▸ **Required actions**
[a] Quote the page on surface properties for general contact in Abaqus/Standard word for word, from "The surface names used to specify the regions" down to "specified regions overlap.".
[b] Summarize the page on surface properties for general contact in Abaqus/Standard in two sentences.
[c] According to the page on surface properties for general contact in Abaqus/Standard, when are these surface properties assigned?

▸ **Page extract**
________________________________________
Surface Properties for General Contact in Abaqus/Standard

Surface property assignments:

  • can be used to specify geometric corrections for regions of a surface;

  • can be used to change the contact thickness used for regions of a surface based on structural elements or to add a contact thickness for regions of a surface based on solid elements;

  • can be used to specify surface offsets for regions of a surface based on shell, membrane, rigid, and surface elements; and

  • can be applied selectively to particular regions within a general contact domain.

This page discusses:

Assigning Surface Properties

You can assign nondefault surface properties to surfaces involved in general contact interactions. These properties are considered only when the surfaces are involved in general contact interactions; they are not considered when the surfaces are involved in other interactions such as contact pairs. The general contact algorithm does not consider surface properties specified as part of the surface definition. The regions with nondefault surface properties are identified with surface names or material names. For example, surface property SurfProp_A can assign a nondefault surface thickness to surface Surf_1 or to the surface whose underlying elements have a section assignment with material Rubber. Material names cannot be used to control beam smoothing or to assign geometric corrections.

Surface properties for general contact in Abaqus/Standard are assigned at the beginning of an analysis and cannot be modified across steps.

The surface names used to specify the regions with nondefault surface properties do not have to correspond to the surface names used to specify the general contact domain. In many cases the contact interaction will be defined for a large domain, while nondefault surface properties will be assigned to a subset of this domain. Any surface property assignments for regions that fall outside the general contact domain will be ignored. The last assignment will take precedence if the specified regions overlap.

Geometry-Based Corrections for Curved Surfaces

Contact calculations are based on unsmoothed, faceted representations of the finite element surfaces in a general contact domain. For curved surfaces, the finite element representation of a surface can deviate significantly from the original geometry that was used to generate the finite element mesh. A contact smoothing technique based on the original geometric representation can be employed for a more realistic simulation of contact interactions between curved surfaces, resulting in improved accuracy of stresses and distances between the contacting surfaces. This contact smoothing technique is discussed in more detail in Smoothing Contact Surfaces in Abaqus/Standard.

Surface Thickness

The default surface thickness is equal to the original parent element thickness. Alternatively, you can specify a value for the surface thickness or a thickness scaling factor. A nonzero thickness can be assigned to solid element surfaces; for example, to model the effect of a finite thickness surface coating.

Using the Original Parent Element Thickness

The default surface thickness is equal to the original parent element thickness.

Specifying a Value for the Surface Thickness

You can specify the surface thickness value directly.
________________________________________
▸ **Collected data**
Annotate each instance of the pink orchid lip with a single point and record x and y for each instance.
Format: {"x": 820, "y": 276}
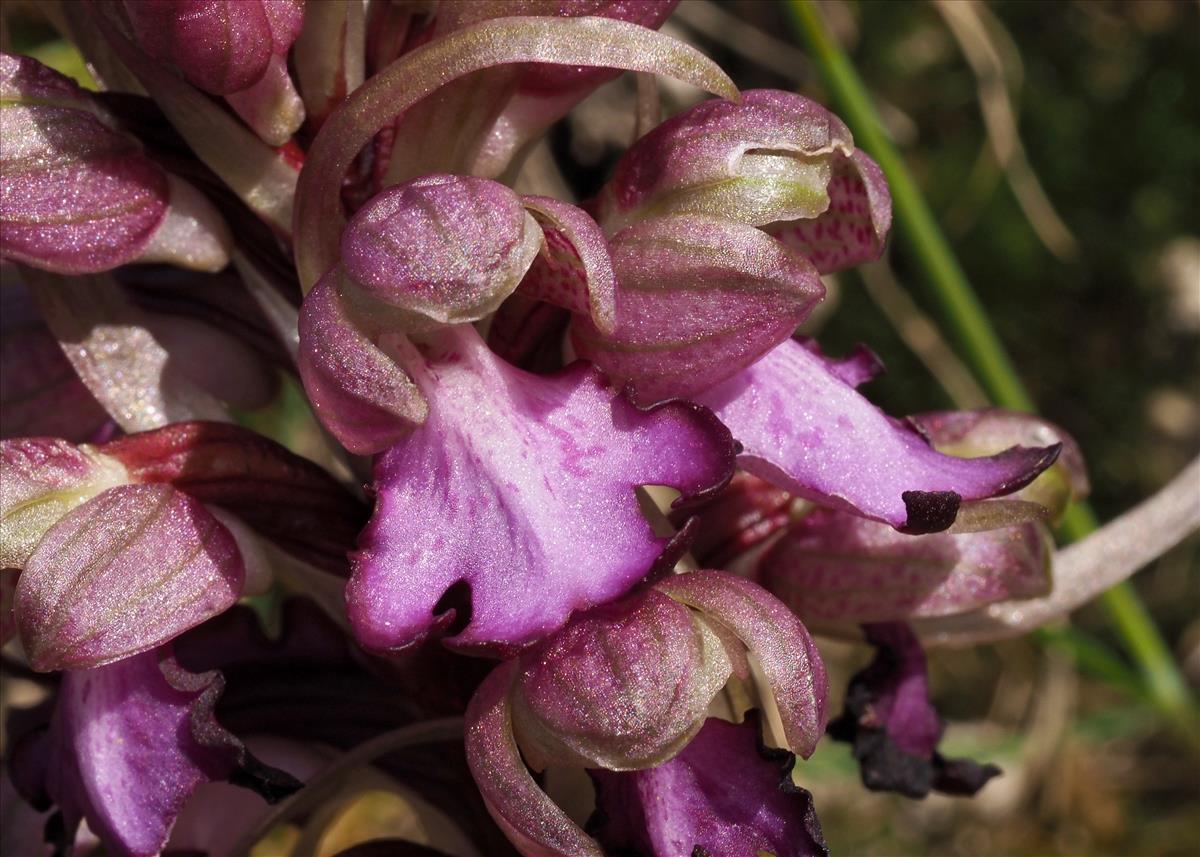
________________________________________
▸ **Solutions to the problems**
[a]
The surface names used to specify the regions with nondefault surface properties do not have to correspond to the surface names used to specify the general contact domain. In many cases the contact interaction will be defined for a large domain, while nondefault surface properties will be assigned to a subset of this domain. Any surface property assignments for regions that fall outside the general contact domain will be ignored. The last assignment will take precedence if the specified regions overlap.

[b] Surface property assignments for general contact in Abaqus/Standard can set geometric corrections, contact thickness, and surface offsets for selected regions, which are identified by surface or material names and are considered only in general contact interactions. These properties are assigned at the beginning of an analysis, assignments for regions outside the general contact domain are ignored, the last assignment takes precedence where regions overlap, and the default surface thickness equals the original parent element thickness.

[c] They are assigned at the beginning of an analysis and cannot be modified across steps.